**PROBLEM A:**
In the text on The Inklings' three songs, which band will The Inklings support at The Georgian Theatre Stockton?
**PROBLEM B:**
Write the next part of the text on The Inklings' three songs, starting after its last sentence.

Here, the band, who will be holding a launch party at NE Volume Bar, Stockton on Saturday 22nd October and support The Skids at The Georgian Theatre Stockton on Friday 11th November, try to encapsulate the sound of their album in three songs…

Nick Cave – O’Malley’s Bar
Sometimes songs are really about storytelling and Nick Cave’s O’Malleys Bar tells such a dark tale it is almost too painful to listen to whilst being poignantly beautiful. Nothing is sugar-coated. The delivery is magnificently manic even with some dark humour thrown in. 

Although the music is secondary it compliments this dark, raw ode beautifully. The end also leaves you with a compelling sense of ambiguity, did he die or didn’t he… who knows? But it is an uncomfortable feeling The Inklings try to recreate.

The Stranglers – Walk On By
The original Bacharach/David composition by Dionne Warwick is a beautiful heartbreaking lament which surely could not be topped, could it? Maybe, maybe not. The painful sadness of the original is replaced by a vitriolic rage which Hugh Cornwell captures magnificently. Coupled with an incredible musical passage that seems to navigate somewhere between pub-rock and prog-rock. Musical and angry are always an inspiration for the Inklings.

**EXTRACTED INFORMATION:**
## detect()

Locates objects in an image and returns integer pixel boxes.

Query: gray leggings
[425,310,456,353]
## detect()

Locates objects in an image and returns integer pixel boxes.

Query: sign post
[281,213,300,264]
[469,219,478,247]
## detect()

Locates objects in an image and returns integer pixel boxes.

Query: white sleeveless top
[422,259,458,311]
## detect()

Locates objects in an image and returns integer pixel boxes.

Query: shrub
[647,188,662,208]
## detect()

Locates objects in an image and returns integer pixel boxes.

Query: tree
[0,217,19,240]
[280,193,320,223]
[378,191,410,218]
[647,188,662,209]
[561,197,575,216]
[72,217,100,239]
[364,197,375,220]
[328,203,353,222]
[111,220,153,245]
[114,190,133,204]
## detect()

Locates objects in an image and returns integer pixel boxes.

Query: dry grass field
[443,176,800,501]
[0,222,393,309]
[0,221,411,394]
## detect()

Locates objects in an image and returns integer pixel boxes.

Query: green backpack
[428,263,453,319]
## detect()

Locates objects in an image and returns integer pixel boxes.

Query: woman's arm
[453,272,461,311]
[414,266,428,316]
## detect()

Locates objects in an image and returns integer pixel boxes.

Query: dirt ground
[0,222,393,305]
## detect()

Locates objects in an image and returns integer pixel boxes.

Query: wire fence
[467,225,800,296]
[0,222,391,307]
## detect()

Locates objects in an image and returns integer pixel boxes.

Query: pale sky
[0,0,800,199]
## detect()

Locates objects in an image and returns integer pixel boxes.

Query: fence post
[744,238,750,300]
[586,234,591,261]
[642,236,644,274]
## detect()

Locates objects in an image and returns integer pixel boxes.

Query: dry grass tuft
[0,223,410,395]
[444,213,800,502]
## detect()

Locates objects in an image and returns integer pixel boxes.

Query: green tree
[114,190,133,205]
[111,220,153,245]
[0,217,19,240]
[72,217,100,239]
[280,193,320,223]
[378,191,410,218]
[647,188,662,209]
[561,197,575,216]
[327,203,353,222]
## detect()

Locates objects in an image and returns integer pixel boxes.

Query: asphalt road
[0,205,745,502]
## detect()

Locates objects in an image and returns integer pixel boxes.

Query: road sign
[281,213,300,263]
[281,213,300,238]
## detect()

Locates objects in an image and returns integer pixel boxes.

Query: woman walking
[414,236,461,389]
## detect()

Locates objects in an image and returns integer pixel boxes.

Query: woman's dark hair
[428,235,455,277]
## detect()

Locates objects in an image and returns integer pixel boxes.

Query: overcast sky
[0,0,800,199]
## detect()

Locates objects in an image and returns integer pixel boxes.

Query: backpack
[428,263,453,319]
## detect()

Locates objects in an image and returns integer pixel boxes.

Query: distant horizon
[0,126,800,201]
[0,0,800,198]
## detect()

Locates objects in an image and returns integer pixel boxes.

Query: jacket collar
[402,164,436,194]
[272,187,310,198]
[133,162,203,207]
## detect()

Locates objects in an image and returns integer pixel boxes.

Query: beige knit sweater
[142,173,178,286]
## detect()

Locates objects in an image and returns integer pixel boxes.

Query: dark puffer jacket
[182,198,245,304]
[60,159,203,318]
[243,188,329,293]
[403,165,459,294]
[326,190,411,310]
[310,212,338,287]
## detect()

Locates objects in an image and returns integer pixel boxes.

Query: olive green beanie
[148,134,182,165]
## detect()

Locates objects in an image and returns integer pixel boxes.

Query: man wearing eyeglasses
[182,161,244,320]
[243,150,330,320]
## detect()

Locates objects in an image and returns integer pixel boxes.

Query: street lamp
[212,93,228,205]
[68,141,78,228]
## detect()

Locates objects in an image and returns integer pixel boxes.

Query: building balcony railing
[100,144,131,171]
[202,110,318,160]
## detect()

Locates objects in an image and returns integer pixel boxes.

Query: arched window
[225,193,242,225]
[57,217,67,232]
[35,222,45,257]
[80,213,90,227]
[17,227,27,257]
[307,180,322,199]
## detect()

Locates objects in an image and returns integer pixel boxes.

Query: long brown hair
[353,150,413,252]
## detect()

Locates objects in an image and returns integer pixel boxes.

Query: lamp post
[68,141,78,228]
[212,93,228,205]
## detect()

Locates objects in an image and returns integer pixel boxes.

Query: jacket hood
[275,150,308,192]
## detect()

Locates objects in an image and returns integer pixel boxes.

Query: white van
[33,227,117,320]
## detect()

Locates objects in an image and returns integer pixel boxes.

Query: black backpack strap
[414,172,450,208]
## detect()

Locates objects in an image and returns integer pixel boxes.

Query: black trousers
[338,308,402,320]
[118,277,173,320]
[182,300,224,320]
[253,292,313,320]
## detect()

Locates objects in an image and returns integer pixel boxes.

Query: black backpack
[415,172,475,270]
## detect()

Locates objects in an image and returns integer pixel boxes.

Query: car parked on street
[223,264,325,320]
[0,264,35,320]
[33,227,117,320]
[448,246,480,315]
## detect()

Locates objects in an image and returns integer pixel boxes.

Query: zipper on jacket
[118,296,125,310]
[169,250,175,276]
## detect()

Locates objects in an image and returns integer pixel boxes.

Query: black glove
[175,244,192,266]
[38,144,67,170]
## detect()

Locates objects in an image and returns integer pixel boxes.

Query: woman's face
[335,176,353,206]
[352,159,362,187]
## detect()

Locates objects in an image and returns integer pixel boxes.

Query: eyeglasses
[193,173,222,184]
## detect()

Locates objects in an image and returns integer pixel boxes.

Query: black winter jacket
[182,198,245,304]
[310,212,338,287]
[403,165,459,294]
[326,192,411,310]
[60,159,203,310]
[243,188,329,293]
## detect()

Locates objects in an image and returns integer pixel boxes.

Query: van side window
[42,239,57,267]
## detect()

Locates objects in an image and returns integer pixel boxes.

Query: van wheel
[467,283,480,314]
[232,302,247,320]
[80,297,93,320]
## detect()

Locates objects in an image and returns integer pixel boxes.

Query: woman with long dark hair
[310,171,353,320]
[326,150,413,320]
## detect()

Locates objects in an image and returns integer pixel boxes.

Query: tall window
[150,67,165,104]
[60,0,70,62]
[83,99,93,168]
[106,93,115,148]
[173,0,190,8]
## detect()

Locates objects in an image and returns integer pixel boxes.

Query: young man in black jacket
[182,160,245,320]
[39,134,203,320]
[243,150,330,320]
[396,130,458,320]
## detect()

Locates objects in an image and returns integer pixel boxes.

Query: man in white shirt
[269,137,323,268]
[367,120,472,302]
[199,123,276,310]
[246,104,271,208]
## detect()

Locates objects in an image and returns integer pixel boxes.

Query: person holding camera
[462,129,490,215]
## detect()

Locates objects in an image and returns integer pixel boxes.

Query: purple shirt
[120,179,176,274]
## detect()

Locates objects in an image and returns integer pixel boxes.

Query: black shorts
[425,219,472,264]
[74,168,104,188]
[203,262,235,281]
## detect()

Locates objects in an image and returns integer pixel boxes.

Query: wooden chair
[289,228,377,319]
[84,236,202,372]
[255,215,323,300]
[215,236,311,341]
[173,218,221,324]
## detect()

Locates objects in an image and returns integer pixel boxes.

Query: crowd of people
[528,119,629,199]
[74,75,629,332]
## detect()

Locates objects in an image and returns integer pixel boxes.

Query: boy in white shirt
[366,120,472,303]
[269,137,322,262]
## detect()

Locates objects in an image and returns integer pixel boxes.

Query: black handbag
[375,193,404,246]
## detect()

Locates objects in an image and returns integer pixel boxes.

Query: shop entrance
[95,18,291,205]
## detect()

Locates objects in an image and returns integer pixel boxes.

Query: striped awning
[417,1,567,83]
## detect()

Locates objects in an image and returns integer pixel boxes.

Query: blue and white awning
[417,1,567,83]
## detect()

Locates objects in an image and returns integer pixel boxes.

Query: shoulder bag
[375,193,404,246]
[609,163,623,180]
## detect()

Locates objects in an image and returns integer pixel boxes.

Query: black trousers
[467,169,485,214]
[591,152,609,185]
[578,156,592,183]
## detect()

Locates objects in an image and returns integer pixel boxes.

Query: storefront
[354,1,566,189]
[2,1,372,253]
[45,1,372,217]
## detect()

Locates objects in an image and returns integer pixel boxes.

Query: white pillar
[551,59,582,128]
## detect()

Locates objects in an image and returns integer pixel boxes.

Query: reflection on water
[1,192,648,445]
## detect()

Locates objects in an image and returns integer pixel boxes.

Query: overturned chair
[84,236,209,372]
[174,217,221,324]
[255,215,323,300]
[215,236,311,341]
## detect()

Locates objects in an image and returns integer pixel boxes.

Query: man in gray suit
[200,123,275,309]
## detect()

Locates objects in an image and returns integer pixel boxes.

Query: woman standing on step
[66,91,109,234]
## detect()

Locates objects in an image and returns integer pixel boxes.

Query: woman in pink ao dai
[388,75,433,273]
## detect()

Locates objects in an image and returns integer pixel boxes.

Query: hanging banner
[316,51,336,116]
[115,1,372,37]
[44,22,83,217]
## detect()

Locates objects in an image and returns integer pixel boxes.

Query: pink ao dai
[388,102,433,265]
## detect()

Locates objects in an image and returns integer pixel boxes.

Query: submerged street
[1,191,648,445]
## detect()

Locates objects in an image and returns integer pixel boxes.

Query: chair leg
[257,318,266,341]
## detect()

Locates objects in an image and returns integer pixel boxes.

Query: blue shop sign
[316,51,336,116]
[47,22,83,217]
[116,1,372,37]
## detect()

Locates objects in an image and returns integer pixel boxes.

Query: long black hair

**TASK ANSWER A:**
The Skids.

**TASK ANSWER B:**
The Police – Message In A Bottle
With a multi-layered percussion and lots of space coupled onto a catchy tune and killer riff, Message in a Bottle has power and fluidity, something the Inklings definitely aspire to bring into the Tunnel at the End of the Light. Having the bass and drums locked into such a powerful reggae-tinged landscape and coming from a three-piece band is very inspirational. No fat on this song, every note and beat matters.